Problem statement:
Would you copy out the whole listing exactly as given?

Information supplied:
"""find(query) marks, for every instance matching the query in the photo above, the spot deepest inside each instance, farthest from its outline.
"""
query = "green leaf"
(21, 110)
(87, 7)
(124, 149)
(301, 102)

Exercise result:
"""find(query) marks, for every instance matching the query in the photo above, the spot deepest inside each instance, farthest from its outline.
"""
query = "green leaf"
(21, 110)
(87, 7)
(124, 149)
(301, 102)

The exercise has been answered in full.